▸ **WORK REQUIRED**
Give the following records as a JSON list of strings, with one string per line and blank lines omitted.

■ ■ ■ ■

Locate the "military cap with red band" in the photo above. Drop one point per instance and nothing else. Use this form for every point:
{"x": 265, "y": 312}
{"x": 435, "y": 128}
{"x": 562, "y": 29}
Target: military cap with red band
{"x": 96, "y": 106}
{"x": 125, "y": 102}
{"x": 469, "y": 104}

■ ■ ■ ■

▸ **SOLVED PROBLEM**
[
  "Locate the \"military cap with red band\" in the photo above. Drop one point per instance and nothing else. Use this form for every point:",
  "{\"x\": 265, \"y\": 312}",
  "{\"x\": 435, \"y\": 128}",
  "{\"x\": 562, \"y\": 29}",
  "Target: military cap with red band",
  "{\"x\": 96, \"y\": 106}",
  "{\"x\": 125, \"y\": 102}",
  "{\"x\": 469, \"y\": 104}"
]